### AIM
Starting at the line that contains "Each instance gets a single point. Label the river", copy each line through the final one exactly as written.

### MATERIAL FOR THIS EXERCISE
☆ ☆ ☆
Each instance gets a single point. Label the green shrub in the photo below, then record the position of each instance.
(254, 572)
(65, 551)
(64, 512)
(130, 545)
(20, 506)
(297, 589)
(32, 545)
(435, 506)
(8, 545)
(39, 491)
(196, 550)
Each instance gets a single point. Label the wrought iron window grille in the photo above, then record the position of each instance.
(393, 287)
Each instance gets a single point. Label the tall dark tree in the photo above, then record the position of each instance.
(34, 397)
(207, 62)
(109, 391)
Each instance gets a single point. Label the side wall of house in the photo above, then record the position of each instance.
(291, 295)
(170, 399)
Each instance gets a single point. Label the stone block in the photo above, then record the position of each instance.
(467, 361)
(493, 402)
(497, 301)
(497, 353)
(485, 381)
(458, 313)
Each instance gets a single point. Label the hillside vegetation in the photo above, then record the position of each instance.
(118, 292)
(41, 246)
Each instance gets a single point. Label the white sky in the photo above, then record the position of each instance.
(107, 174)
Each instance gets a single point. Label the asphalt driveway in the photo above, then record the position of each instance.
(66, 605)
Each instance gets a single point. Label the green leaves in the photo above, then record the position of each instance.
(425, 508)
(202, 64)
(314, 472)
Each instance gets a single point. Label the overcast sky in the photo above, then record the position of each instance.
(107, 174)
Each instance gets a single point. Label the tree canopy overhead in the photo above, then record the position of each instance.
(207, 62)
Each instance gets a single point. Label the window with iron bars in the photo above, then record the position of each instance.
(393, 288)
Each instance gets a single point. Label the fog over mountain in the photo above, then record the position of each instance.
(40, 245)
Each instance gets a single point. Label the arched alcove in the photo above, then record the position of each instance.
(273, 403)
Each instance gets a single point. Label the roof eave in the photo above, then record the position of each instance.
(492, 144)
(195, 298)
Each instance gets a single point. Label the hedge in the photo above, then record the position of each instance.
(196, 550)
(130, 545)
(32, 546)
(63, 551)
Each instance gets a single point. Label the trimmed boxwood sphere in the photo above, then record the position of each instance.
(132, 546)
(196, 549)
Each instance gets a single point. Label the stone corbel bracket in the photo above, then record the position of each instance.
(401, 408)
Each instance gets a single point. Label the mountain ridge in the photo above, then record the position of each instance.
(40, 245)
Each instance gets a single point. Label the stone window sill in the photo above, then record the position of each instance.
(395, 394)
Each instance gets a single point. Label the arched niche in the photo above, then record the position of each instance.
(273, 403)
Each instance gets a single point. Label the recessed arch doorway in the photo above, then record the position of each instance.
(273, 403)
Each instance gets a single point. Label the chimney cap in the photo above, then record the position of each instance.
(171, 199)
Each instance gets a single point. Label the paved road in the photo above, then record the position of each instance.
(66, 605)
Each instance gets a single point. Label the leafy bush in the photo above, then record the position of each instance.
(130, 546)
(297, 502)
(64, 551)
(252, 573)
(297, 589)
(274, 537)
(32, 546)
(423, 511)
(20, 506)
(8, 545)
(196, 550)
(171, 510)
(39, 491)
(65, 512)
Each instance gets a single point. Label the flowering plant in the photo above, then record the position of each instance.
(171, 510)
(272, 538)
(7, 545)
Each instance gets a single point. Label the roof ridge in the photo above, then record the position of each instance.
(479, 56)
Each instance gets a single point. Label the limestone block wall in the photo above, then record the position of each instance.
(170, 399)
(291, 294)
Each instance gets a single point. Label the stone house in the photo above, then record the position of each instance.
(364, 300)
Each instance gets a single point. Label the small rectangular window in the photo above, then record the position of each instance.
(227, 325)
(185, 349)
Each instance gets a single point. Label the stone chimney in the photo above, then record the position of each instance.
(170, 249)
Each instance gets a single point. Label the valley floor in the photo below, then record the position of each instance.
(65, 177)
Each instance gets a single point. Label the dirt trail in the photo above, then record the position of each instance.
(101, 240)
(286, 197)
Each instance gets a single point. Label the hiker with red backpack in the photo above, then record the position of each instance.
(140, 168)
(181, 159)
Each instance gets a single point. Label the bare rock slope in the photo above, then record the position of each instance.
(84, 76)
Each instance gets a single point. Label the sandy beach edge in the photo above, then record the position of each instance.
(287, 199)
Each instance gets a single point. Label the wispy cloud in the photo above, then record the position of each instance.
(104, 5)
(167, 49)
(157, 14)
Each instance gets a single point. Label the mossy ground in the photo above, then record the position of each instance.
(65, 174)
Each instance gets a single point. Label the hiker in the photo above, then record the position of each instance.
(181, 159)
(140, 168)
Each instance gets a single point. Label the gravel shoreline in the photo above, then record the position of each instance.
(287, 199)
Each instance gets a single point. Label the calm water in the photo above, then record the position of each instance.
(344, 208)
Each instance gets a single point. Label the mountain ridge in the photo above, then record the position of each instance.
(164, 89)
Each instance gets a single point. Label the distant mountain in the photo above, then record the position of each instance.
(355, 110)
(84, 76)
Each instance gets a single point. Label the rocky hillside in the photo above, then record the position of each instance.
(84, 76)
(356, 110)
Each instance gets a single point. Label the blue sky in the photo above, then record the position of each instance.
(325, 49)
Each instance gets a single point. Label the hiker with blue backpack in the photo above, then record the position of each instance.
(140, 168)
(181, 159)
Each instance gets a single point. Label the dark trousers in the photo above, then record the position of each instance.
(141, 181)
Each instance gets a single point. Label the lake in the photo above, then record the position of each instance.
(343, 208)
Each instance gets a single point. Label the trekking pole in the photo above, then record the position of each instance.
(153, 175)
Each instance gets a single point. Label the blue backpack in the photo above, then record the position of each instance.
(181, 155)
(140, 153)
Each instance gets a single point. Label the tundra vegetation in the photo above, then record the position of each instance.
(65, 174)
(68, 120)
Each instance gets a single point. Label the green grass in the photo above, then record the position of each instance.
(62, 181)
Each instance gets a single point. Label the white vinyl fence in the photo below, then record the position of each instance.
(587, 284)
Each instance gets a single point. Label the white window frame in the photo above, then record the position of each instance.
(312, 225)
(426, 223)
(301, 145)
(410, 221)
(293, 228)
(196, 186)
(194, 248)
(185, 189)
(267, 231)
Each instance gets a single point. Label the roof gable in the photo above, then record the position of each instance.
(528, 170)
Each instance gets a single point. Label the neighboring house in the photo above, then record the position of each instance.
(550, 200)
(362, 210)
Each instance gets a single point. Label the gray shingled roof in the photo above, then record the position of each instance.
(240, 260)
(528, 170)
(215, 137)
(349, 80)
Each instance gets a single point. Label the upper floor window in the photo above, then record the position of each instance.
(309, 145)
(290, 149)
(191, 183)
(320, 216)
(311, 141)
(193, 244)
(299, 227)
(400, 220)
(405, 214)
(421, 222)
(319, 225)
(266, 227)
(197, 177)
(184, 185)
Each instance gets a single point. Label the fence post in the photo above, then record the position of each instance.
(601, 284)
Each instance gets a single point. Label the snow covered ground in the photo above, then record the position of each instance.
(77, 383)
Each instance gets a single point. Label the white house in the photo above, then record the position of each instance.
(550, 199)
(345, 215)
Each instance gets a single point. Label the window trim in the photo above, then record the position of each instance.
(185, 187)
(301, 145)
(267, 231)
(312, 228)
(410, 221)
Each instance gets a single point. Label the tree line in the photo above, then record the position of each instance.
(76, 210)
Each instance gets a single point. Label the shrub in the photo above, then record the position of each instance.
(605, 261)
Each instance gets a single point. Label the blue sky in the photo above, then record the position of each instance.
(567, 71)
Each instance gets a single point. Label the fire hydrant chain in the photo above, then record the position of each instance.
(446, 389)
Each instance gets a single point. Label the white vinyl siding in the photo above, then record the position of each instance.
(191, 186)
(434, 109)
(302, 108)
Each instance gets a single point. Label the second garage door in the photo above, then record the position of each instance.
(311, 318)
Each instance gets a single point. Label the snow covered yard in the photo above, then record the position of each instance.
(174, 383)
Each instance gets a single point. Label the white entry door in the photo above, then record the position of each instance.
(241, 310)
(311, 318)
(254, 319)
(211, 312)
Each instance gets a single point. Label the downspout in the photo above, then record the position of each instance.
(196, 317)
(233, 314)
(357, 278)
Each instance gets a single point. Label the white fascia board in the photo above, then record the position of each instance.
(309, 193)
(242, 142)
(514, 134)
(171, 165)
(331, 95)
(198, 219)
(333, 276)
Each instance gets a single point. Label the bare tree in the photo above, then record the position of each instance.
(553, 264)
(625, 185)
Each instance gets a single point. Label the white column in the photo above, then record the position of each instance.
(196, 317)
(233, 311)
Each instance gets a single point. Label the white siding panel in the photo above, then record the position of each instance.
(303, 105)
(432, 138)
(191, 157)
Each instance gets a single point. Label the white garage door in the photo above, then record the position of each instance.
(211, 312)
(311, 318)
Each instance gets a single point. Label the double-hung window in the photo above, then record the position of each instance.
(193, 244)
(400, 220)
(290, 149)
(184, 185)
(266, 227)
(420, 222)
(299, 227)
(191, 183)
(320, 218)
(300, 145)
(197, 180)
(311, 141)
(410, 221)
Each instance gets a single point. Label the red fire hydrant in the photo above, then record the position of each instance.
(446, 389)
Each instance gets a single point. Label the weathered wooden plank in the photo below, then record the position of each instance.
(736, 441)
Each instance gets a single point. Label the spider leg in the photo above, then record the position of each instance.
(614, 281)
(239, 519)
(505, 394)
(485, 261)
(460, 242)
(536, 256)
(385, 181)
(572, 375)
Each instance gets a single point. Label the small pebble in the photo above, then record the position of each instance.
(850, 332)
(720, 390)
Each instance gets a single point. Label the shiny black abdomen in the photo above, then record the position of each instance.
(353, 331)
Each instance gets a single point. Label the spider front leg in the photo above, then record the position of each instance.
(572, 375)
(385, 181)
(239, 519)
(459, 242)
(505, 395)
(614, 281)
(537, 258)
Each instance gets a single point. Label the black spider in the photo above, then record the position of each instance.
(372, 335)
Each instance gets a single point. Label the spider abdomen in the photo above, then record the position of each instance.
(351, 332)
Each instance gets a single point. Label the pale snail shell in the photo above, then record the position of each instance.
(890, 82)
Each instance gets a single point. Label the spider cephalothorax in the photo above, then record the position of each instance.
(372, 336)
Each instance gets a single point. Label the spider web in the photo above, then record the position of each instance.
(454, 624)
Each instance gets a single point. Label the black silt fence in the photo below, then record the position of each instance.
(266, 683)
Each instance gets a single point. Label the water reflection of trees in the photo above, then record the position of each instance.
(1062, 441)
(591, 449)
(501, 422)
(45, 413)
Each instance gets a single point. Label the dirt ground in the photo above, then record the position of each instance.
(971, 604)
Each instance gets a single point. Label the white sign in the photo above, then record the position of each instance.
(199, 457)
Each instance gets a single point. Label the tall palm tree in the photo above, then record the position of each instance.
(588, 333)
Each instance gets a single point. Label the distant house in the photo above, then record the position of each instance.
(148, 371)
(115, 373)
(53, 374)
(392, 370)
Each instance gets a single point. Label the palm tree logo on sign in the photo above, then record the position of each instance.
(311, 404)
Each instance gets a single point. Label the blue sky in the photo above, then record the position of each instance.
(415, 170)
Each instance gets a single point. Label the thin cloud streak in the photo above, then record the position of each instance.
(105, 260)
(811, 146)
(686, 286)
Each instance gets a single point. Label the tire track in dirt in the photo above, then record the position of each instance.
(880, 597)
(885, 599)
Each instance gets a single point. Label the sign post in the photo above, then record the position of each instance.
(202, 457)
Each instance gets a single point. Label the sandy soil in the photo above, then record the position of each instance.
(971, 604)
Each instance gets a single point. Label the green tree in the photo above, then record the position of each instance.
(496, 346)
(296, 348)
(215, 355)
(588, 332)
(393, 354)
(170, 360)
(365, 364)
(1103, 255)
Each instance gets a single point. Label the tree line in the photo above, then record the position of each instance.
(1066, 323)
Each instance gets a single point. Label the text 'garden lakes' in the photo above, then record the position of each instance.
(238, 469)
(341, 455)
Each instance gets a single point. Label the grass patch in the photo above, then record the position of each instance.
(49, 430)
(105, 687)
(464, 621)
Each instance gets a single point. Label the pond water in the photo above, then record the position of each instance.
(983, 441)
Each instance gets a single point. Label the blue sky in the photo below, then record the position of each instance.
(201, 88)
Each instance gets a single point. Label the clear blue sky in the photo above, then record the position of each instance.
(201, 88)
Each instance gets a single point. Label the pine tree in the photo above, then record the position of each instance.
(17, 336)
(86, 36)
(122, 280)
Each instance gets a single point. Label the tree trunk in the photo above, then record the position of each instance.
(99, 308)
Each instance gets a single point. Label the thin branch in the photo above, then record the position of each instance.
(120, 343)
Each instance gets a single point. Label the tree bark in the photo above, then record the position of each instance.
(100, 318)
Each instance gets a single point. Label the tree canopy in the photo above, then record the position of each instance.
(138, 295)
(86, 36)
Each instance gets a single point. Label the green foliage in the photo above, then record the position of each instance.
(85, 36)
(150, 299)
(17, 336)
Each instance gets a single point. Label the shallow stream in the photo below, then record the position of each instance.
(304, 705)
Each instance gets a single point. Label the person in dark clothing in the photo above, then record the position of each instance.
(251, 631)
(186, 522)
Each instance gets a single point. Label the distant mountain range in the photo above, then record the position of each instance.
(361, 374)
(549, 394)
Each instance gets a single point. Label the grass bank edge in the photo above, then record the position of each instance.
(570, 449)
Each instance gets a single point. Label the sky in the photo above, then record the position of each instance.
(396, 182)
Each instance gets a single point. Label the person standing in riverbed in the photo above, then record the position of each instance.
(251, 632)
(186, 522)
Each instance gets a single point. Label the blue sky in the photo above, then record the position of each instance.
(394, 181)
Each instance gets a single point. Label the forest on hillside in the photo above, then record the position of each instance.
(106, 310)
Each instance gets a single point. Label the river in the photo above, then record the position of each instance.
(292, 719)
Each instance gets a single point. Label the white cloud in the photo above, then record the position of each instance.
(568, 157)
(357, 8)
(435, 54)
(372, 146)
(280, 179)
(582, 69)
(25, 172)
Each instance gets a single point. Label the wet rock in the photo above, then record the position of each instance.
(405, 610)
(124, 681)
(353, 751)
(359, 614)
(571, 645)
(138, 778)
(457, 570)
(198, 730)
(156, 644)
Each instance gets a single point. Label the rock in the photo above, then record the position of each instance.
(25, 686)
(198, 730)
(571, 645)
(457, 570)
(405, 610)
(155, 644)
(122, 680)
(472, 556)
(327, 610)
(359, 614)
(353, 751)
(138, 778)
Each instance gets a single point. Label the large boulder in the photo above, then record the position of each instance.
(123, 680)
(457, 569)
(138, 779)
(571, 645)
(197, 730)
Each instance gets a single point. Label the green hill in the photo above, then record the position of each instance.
☆ ☆ ☆
### RESULT OF THE TASK
Each instance gets a single point. Label the river in the photo above, then record the position of each instance.
(292, 719)
Each instance gets a single point. Label the white cloud in the photo above, then record the position of each instance.
(568, 157)
(357, 8)
(435, 54)
(372, 146)
(280, 179)
(582, 69)
(25, 172)
Each instance gets a single point. Label the wet rock in the photo above, then record the position of each instance.
(405, 610)
(124, 681)
(353, 751)
(359, 614)
(571, 645)
(138, 778)
(457, 570)
(198, 730)
(156, 644)
Each instance gets a single point. Label the rock in the photo above, then record the position of each instance.
(25, 686)
(198, 730)
(571, 645)
(457, 570)
(405, 610)
(155, 644)
(122, 680)
(472, 556)
(327, 610)
(359, 614)
(353, 751)
(138, 778)
Each instance gets a single point. Label the large boulder in the photo above, then record the position of each instance.
(123, 680)
(457, 569)
(138, 779)
(571, 645)
(197, 730)
Each instance gets a single point. Label the green hill in the photo above, then record the position of each instance.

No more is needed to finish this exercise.